***** DATA FOR THIS TASK *****

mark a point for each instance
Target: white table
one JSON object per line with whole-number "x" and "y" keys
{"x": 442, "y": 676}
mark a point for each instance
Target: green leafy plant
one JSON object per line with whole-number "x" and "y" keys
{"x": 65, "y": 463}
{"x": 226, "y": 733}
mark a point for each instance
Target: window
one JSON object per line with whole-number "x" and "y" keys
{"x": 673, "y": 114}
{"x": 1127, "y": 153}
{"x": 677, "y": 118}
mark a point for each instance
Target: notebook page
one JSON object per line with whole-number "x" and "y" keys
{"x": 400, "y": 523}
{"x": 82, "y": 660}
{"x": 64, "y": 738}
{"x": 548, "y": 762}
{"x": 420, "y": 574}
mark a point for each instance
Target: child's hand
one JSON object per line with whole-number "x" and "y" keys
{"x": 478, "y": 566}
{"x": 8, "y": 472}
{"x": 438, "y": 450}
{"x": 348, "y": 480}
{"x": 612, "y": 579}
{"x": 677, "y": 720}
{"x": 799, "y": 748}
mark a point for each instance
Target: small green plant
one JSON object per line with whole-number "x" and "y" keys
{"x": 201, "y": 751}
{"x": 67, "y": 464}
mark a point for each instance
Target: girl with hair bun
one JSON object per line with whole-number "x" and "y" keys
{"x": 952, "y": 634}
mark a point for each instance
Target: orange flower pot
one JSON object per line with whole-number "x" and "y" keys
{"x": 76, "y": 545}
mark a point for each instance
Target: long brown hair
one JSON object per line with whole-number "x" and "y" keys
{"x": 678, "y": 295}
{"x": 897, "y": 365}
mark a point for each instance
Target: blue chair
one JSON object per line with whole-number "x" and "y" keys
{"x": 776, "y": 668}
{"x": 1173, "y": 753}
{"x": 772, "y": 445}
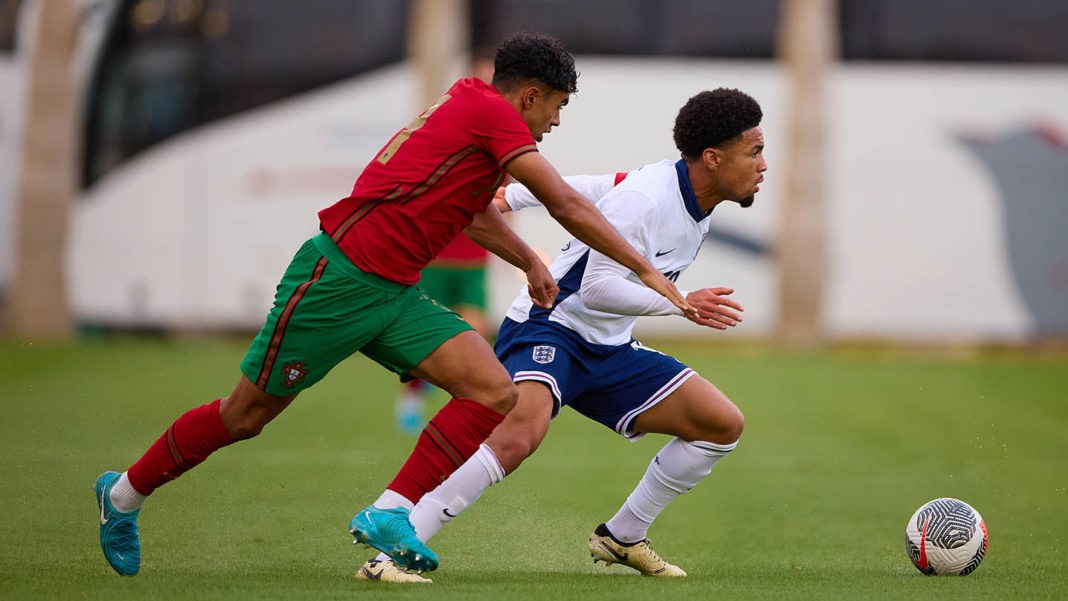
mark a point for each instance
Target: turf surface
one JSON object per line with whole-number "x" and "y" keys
{"x": 839, "y": 448}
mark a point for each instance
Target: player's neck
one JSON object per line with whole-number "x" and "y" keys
{"x": 704, "y": 189}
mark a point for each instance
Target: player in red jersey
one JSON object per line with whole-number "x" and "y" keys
{"x": 349, "y": 288}
{"x": 456, "y": 278}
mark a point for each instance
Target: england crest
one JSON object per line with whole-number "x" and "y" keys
{"x": 544, "y": 353}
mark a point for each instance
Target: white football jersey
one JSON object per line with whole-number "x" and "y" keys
{"x": 654, "y": 209}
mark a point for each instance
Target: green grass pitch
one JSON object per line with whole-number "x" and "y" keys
{"x": 839, "y": 448}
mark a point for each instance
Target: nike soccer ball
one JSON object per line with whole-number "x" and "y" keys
{"x": 946, "y": 537}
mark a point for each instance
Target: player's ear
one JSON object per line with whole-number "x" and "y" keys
{"x": 530, "y": 95}
{"x": 711, "y": 158}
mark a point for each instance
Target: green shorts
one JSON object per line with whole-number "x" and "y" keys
{"x": 455, "y": 286}
{"x": 326, "y": 310}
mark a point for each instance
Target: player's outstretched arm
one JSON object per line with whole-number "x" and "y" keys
{"x": 582, "y": 220}
{"x": 489, "y": 231}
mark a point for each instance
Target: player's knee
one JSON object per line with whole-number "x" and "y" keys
{"x": 245, "y": 427}
{"x": 514, "y": 448}
{"x": 725, "y": 428}
{"x": 501, "y": 396}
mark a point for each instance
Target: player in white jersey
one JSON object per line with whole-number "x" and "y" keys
{"x": 581, "y": 353}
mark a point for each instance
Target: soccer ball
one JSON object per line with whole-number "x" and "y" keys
{"x": 946, "y": 537}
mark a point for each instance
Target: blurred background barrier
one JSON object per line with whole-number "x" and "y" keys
{"x": 916, "y": 152}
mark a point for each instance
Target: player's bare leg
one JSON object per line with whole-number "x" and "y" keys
{"x": 482, "y": 391}
{"x": 706, "y": 426}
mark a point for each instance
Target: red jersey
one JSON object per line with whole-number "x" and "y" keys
{"x": 461, "y": 252}
{"x": 426, "y": 184}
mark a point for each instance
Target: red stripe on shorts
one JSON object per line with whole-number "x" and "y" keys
{"x": 283, "y": 320}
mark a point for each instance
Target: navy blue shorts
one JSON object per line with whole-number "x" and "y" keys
{"x": 611, "y": 384}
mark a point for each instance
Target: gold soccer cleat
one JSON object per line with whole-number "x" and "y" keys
{"x": 388, "y": 571}
{"x": 638, "y": 555}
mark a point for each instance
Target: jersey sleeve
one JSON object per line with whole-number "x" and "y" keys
{"x": 606, "y": 284}
{"x": 500, "y": 130}
{"x": 592, "y": 187}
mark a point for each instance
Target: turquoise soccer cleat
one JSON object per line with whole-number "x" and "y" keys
{"x": 119, "y": 535}
{"x": 390, "y": 532}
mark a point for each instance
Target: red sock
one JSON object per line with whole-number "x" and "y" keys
{"x": 188, "y": 442}
{"x": 449, "y": 440}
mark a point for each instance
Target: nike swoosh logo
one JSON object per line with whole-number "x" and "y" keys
{"x": 104, "y": 520}
{"x": 923, "y": 544}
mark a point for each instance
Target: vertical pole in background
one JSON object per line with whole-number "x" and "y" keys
{"x": 437, "y": 37}
{"x": 38, "y": 305}
{"x": 807, "y": 46}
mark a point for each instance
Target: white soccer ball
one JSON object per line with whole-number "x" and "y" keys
{"x": 946, "y": 537}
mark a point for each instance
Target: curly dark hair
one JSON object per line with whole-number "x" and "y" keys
{"x": 709, "y": 119}
{"x": 527, "y": 57}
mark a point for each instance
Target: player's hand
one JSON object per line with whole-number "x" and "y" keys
{"x": 540, "y": 285}
{"x": 715, "y": 307}
{"x": 661, "y": 284}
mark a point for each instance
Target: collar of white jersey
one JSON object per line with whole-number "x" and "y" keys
{"x": 689, "y": 199}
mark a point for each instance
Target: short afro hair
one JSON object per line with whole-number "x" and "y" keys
{"x": 527, "y": 57}
{"x": 709, "y": 119}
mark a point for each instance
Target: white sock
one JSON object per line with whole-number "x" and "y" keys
{"x": 124, "y": 496}
{"x": 676, "y": 469}
{"x": 390, "y": 500}
{"x": 467, "y": 484}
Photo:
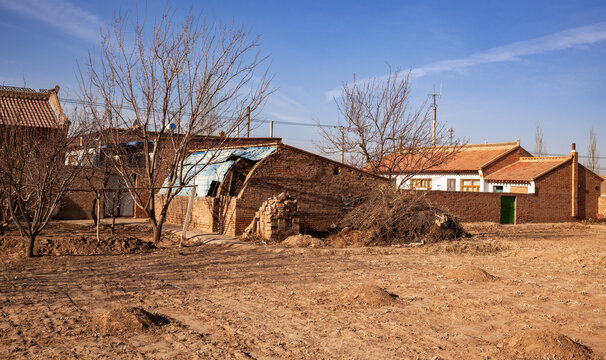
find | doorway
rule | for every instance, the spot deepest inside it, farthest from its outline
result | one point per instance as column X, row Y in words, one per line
column 508, row 209
column 118, row 203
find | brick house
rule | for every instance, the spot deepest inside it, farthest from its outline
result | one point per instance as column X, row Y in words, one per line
column 27, row 107
column 505, row 183
column 230, row 192
column 465, row 170
column 78, row 204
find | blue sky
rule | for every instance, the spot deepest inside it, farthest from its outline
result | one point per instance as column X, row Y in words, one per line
column 502, row 65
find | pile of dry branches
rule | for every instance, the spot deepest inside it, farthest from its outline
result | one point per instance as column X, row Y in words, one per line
column 391, row 216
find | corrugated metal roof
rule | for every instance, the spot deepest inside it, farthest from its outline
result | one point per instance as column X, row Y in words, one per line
column 212, row 165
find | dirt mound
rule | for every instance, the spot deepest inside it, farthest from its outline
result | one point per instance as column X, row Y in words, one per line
column 367, row 294
column 471, row 273
column 469, row 247
column 127, row 320
column 389, row 216
column 113, row 245
column 535, row 344
column 302, row 241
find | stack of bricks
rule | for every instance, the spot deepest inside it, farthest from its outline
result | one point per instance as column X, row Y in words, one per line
column 277, row 218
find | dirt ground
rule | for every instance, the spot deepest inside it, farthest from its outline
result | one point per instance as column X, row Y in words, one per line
column 523, row 291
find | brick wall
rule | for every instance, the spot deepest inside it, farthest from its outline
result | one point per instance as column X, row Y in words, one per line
column 79, row 204
column 208, row 213
column 317, row 183
column 550, row 203
column 506, row 160
column 589, row 193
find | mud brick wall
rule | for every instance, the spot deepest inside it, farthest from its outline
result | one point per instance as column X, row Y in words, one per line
column 318, row 184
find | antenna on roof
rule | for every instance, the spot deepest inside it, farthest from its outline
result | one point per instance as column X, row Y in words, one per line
column 435, row 107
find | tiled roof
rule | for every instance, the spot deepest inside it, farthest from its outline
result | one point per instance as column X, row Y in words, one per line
column 469, row 158
column 26, row 107
column 527, row 168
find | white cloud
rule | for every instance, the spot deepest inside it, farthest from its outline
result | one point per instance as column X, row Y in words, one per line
column 60, row 14
column 558, row 41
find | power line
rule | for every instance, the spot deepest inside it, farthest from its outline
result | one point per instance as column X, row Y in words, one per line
column 583, row 156
column 258, row 120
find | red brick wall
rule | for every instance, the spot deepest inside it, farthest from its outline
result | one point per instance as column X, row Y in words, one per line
column 208, row 213
column 589, row 193
column 550, row 203
column 317, row 183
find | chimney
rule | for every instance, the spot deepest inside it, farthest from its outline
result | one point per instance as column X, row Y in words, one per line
column 575, row 181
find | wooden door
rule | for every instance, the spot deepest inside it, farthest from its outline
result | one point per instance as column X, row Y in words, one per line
column 508, row 210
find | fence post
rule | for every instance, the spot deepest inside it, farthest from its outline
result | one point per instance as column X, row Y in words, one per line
column 190, row 204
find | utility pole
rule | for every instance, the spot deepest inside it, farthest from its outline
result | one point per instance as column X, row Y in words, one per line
column 342, row 145
column 435, row 107
column 248, row 121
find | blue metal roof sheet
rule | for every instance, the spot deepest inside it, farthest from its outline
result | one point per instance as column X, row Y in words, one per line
column 212, row 166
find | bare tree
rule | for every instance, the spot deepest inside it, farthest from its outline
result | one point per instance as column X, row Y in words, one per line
column 593, row 156
column 539, row 148
column 162, row 87
column 33, row 176
column 381, row 133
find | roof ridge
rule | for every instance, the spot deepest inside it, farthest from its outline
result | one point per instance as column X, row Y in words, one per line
column 544, row 158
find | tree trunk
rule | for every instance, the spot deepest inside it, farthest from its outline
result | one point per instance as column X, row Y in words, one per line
column 157, row 225
column 29, row 246
column 157, row 232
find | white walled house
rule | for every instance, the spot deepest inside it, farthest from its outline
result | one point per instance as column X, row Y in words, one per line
column 468, row 170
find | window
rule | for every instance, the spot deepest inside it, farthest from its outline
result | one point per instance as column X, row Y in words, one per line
column 451, row 184
column 421, row 184
column 470, row 185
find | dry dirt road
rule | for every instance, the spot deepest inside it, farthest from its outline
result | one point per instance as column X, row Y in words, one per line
column 268, row 302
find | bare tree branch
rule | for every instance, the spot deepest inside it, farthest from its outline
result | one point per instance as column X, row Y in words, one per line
column 181, row 80
column 381, row 133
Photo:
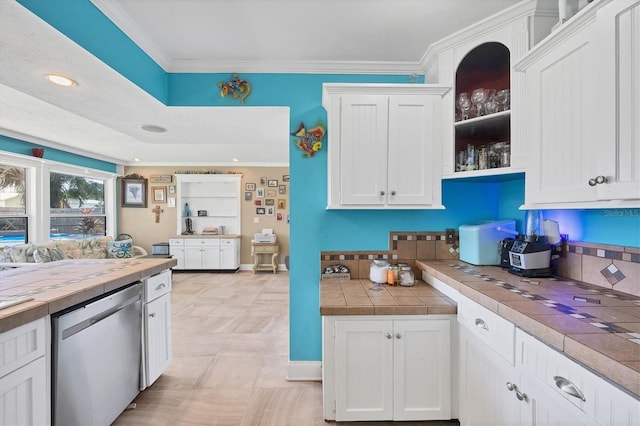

*****

EXERCISE ▸ Copy the lines exactly as they appear from the opening of the entries above through the line with "Target: player in red jersey", excluding all pictures.

EXERCISE SOLUTION ▸
mark a point for each instance
Target: white table
one JSON object per line with whole-number "x" and "y" keys
{"x": 442, "y": 676}
mark a point for each instance
Target: green leafy plant
one JSON object per line with whole-number "x" and "y" keys
{"x": 65, "y": 463}
{"x": 226, "y": 733}
mark a point for each instance
Target: window
one JSON object per line with whole-number "x" and "y" keys
{"x": 673, "y": 114}
{"x": 1127, "y": 153}
{"x": 677, "y": 118}
mark a point for each instance
Target: notebook page
one JSON object per line with whole-number "x" and "y" keys
{"x": 400, "y": 523}
{"x": 82, "y": 660}
{"x": 64, "y": 738}
{"x": 548, "y": 762}
{"x": 420, "y": 574}
mark a point for each instance
Target: child's hand
one JSON object per line with whole-number "x" and "y" keys
{"x": 478, "y": 566}
{"x": 8, "y": 472}
{"x": 438, "y": 450}
{"x": 348, "y": 480}
{"x": 612, "y": 579}
{"x": 677, "y": 720}
{"x": 799, "y": 748}
mark a point for each instance
Target: small green plant
one JSON object per line with whole-number "x" and "y" keys
{"x": 201, "y": 751}
{"x": 67, "y": 464}
mark a point for each instance
Target: girl with hair bun
one JSON object per line with whole-number "x" and "y" keys
{"x": 952, "y": 634}
mark a point for each instance
Target: orange flower pot
one JSON object per line with whole-number "x" and "y" keys
{"x": 76, "y": 545}
mark a point for each instance
Target: long brown hair
one JSON object per line with whole-number "x" and "y" keys
{"x": 678, "y": 295}
{"x": 897, "y": 365}
mark a point for each instance
Target: blue chair
one JSON object per line with whole-number "x" and "y" keys
{"x": 776, "y": 668}
{"x": 1173, "y": 753}
{"x": 772, "y": 445}
mark a point for each instance
Target: turf surface
one JSON object per line with whole-number "x" and "y" keys
{"x": 839, "y": 448}
mark a point for each instance
Target: player's neck
one JSON object per line with whole-number "x" and "y" keys
{"x": 704, "y": 189}
mark a point for each instance
Target: player in red jersey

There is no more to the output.